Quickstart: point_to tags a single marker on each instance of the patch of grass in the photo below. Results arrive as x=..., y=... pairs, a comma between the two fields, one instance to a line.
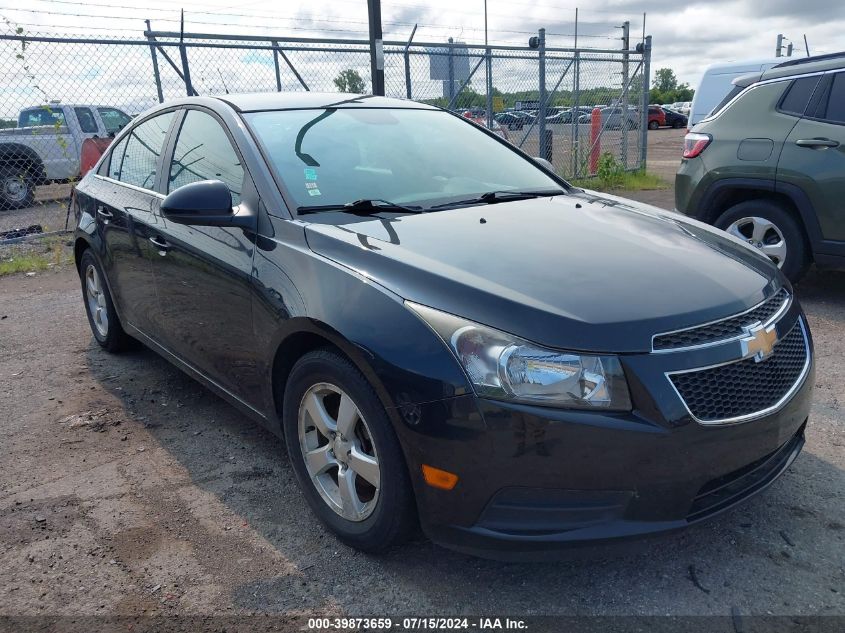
x=611, y=177
x=36, y=255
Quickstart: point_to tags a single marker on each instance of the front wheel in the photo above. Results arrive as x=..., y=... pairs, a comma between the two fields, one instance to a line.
x=102, y=316
x=345, y=453
x=17, y=189
x=768, y=226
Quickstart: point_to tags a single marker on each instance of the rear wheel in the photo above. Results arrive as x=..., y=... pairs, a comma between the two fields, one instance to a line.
x=102, y=316
x=768, y=226
x=345, y=453
x=17, y=188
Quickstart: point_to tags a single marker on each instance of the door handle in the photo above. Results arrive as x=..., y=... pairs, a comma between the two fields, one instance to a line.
x=816, y=143
x=160, y=244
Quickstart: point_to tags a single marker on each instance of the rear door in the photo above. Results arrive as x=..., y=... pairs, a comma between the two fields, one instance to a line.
x=126, y=206
x=203, y=273
x=813, y=157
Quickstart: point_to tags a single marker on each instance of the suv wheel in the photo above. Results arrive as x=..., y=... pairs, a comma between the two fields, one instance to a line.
x=345, y=453
x=771, y=228
x=16, y=189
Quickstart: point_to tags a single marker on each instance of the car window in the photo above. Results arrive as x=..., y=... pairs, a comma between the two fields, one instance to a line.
x=797, y=96
x=87, y=122
x=114, y=120
x=203, y=152
x=41, y=116
x=836, y=100
x=115, y=159
x=143, y=149
x=416, y=156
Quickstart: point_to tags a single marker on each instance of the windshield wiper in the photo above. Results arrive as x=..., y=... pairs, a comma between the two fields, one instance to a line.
x=365, y=206
x=492, y=197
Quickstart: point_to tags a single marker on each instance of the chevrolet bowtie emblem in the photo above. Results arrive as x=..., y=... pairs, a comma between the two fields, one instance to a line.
x=760, y=342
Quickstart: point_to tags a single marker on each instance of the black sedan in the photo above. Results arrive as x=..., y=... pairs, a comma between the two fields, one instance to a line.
x=445, y=333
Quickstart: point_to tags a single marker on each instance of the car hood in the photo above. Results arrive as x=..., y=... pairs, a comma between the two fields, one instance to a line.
x=584, y=272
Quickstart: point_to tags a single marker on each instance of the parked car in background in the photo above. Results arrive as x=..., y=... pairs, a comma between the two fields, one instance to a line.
x=444, y=331
x=47, y=146
x=715, y=84
x=769, y=166
x=513, y=119
x=614, y=119
x=674, y=119
x=656, y=117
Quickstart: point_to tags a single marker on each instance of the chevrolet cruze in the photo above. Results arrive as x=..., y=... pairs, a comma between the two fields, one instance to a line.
x=444, y=332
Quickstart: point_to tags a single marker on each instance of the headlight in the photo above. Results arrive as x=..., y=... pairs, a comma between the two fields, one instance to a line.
x=506, y=367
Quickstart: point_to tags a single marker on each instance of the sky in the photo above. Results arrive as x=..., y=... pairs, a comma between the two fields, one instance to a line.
x=687, y=36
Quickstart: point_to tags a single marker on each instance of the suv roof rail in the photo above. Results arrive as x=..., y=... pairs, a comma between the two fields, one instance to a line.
x=808, y=60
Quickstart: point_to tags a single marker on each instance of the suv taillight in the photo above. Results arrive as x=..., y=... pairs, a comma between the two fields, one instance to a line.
x=695, y=143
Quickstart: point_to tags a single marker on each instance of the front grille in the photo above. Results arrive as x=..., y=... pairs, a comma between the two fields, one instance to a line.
x=726, y=490
x=745, y=387
x=724, y=329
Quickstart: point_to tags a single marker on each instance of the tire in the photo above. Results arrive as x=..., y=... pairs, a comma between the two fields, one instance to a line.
x=742, y=220
x=388, y=514
x=102, y=316
x=17, y=188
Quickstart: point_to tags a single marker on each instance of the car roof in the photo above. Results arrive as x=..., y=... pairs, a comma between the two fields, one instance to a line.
x=255, y=102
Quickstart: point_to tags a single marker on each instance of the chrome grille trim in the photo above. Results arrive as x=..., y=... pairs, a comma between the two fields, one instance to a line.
x=784, y=307
x=757, y=414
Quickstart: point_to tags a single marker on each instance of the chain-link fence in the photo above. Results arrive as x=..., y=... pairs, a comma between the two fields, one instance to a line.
x=65, y=97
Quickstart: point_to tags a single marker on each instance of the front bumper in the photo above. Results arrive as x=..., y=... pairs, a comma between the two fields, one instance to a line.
x=534, y=480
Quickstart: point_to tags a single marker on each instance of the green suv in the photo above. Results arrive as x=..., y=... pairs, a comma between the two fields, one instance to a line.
x=768, y=164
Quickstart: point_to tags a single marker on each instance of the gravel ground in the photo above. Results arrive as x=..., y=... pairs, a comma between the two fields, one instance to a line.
x=127, y=488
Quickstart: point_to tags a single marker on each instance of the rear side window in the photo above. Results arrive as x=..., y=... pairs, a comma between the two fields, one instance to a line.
x=836, y=100
x=115, y=159
x=143, y=150
x=797, y=96
x=203, y=152
x=87, y=122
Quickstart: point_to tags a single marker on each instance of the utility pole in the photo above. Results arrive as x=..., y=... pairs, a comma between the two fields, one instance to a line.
x=376, y=47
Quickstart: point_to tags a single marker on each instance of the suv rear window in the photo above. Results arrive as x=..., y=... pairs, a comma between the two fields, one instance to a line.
x=797, y=96
x=728, y=97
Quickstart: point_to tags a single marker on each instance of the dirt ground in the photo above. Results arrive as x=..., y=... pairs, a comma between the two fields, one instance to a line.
x=126, y=488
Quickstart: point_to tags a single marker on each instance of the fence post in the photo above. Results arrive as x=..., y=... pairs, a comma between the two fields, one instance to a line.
x=576, y=115
x=156, y=74
x=451, y=71
x=489, y=54
x=626, y=28
x=408, y=64
x=541, y=113
x=645, y=99
x=276, y=65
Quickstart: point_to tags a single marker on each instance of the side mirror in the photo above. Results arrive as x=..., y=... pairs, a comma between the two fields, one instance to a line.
x=203, y=203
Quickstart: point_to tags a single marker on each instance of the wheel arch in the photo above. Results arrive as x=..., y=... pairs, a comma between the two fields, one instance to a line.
x=723, y=194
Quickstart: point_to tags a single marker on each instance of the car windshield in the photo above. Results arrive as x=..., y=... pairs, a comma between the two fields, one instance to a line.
x=405, y=156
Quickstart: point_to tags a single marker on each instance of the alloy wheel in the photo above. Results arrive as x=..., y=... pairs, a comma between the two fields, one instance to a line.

Task details |
In your copy of the entries above, keep the text exact and leave out the pictures.

Answer to this exercise |
Quickstart: point_to tags a single marker on each instance of the patch of grass in the photo below. Results arrive as x=..., y=... pairs, a comma between the two fields, one instance to a line.
x=611, y=177
x=36, y=255
Quickstart: point_to tags a single marker on each instance of the front wheel in the photo above. Results arrive as x=..., y=... pairs, a comma between the two fields, one instance to a line.
x=102, y=316
x=345, y=453
x=17, y=189
x=768, y=226
Quickstart: point_to tags a single marker on each instance of the rear wheel in the photo above. Results arrive as x=..., y=... pairs, a comma between the two fields, one instance to a line.
x=102, y=316
x=768, y=226
x=345, y=453
x=17, y=188
Quickstart: point_to tags a single marker on each instance of the door handle in the photo above. Results arrive as x=..., y=... pairs, a comma between the two fields, one instance to a line.
x=816, y=143
x=160, y=244
Quickstart: point_to tags a single marker on each instance of the rear door in the photo above. Results arrive as x=..., y=... pairs, a comma between the two fields, one instance to a line.
x=126, y=206
x=203, y=273
x=813, y=157
Quickstart: point_to tags a single marker on each instance of the suv wheel in the photo above. Results arrive as x=..., y=... pairs, a comma between the two fields, one instance to a line.
x=345, y=453
x=771, y=228
x=16, y=189
Quickstart: point_to tags a single marker on each instance of the car window in the photo above. Results arrive as x=..., y=... pairs, a comma between the two fields, one instance to a line.
x=797, y=96
x=87, y=122
x=114, y=120
x=203, y=152
x=41, y=116
x=836, y=100
x=115, y=159
x=143, y=149
x=416, y=156
Quickstart: point_to tags a single marker on each instance of the windshield wiper in the photo above. Results arrive as x=..., y=... pairs, a comma between the two fields, one instance to a line.
x=365, y=206
x=492, y=197
Quickstart: point_to tags a single marker on each instance of the chevrolet bowtie emblem in the photo above. Results arrive as x=..., y=... pairs, a comma between the two fields, one instance to a line.
x=760, y=342
Quickstart: point_to tags a single marker on each instance of the black sedan in the photo above. Results arrive as x=..., y=... pairs, a comma between the two fields, one instance to a line.
x=445, y=333
Quickstart: point_to tags a single marker on each instance of the car hood in the photo above. Results arrive as x=..., y=... pairs, a comma between the two fields, one instance to a line.
x=584, y=272
Quickstart: point_to tags a single marker on each instance of the parked car in background in the photo above. Results arrive as x=..., y=... pairs, a comma between the two fields, one instance to a line.
x=444, y=331
x=47, y=146
x=715, y=84
x=769, y=166
x=513, y=119
x=614, y=119
x=674, y=119
x=656, y=117
Quickstart: point_to tags a single marker on each instance of the chevrolet cruze in the photo above. Results arrive as x=..., y=... pairs, a comma between the two fields, one instance to a line.
x=444, y=332
Quickstart: point_to tags a single marker on each instance of the headlight in the photo above. Results arrive as x=..., y=... pairs, a comma between the two fields, one instance to a line.
x=506, y=367
Quickstart: point_to tags a single marker on each instance of the sky in the photo above. Results arrive as x=..., y=... pairs, a comma between the two fields, one instance to a line.
x=687, y=36
Quickstart: point_to tags a single marker on each instance of the suv roof rail in the photo above. Results arrive as x=..., y=... pairs, a comma between the two fields, one instance to a line.
x=808, y=60
Quickstart: point_to tags a single marker on each instance of the suv taillight in the photo above. Results arrive as x=..., y=... pairs, a comma between the two fields, one instance to a line.
x=695, y=143
Quickstart: point_to tags a single marker on each instance of the front grille in the photo above. Results arrive as x=..., y=... pairs, a comma between the two fields, one instance to a line.
x=726, y=490
x=745, y=387
x=724, y=329
Quickstart: point_to tags a single marker on each instance of the tire in the photo above. Results arrive as x=..., y=... pairs, a comma between the two fields, one instance to a line.
x=742, y=220
x=388, y=514
x=102, y=316
x=17, y=188
Quickstart: point_to tags a single marker on each instance of the car roof in the photo above. Results arrive as x=..., y=... pairs, a comma between the two fields, one instance to a line.
x=255, y=102
Quickstart: point_to tags a single marker on each instance of the chrome grille trim in the photo above. Results arrive as x=..., y=... pairs, a comma between the two fields, one instance to a line.
x=784, y=307
x=757, y=414
Quickstart: point_to tags a single marker on each instance of the chain-link fence in the photo above. Results arrive as x=..., y=... pairs, a comma between the two fields, one instance to a line.
x=65, y=97
Quickstart: point_to tags a single marker on each instance of the front bumper in the photo above. Results arrive as x=..., y=... pairs, a comma between the two fields, one instance to a line.
x=534, y=480
Quickstart: point_to tags a single marker on each instance of the green suv in the photo above. Results arrive as x=..., y=... pairs, a comma between the two fields, one instance to a line.
x=768, y=164
Quickstart: point_to tags a single marker on each instance of the gravel ground in the photo above. Results arrive as x=..., y=... pairs, a comma between the two fields, one instance to a line.
x=127, y=488
Quickstart: point_to tags a single marker on each instance of the rear side window in the photo above. Results arrive as x=..., y=... pairs, a comma between the two fields, one instance to a line.
x=836, y=100
x=115, y=159
x=143, y=150
x=797, y=96
x=203, y=152
x=87, y=122
Quickstart: point_to tags a single marker on each instance of the utility pole in the photo above. Results arrive as x=..., y=... pairs, a comma between the two fields, one instance to a line.
x=376, y=47
Quickstart: point_to tags a single marker on each instance of the suv rear window in the photo above. Results arrive as x=..., y=... pairs, a comma between the two fields, one instance to a line.
x=797, y=96
x=728, y=97
Quickstart: point_to tags a single marker on each instance of the dirt ground in the photo above. Results arrive as x=..., y=... pairs, a comma between the two fields, one instance to a line.
x=126, y=488
Quickstart: point_to tags a single marker on each instance of the fence post in the photo above. Results arrive as x=..., y=... pairs, a comma between the two fields, one instance to a line.
x=576, y=115
x=156, y=74
x=451, y=71
x=489, y=54
x=626, y=28
x=408, y=64
x=541, y=113
x=645, y=99
x=276, y=65
Quickstart: point_to tags a single marker on each instance of the side mirror in the photo above. Results arrive as x=..., y=... pairs, a comma between the two fields, one instance to a line.
x=203, y=203
Quickstart: point_to tags a single marker on each instance of the wheel arch in the photo above. Results arrive as x=..., y=... pairs, a comma between the two fields, one instance to a line.
x=723, y=194
Quickstart: point_to tags a single marker on each instance of the car windshield in the photo above. Results arrive as x=..., y=... pairs, a comma between the two fields, one instance to a line.
x=405, y=156
Quickstart: point_to tags a single marker on each instance of the alloy wheel in the photo above. Results arrive as x=..., y=... pairs, a comma between the two fields, one instance to a line.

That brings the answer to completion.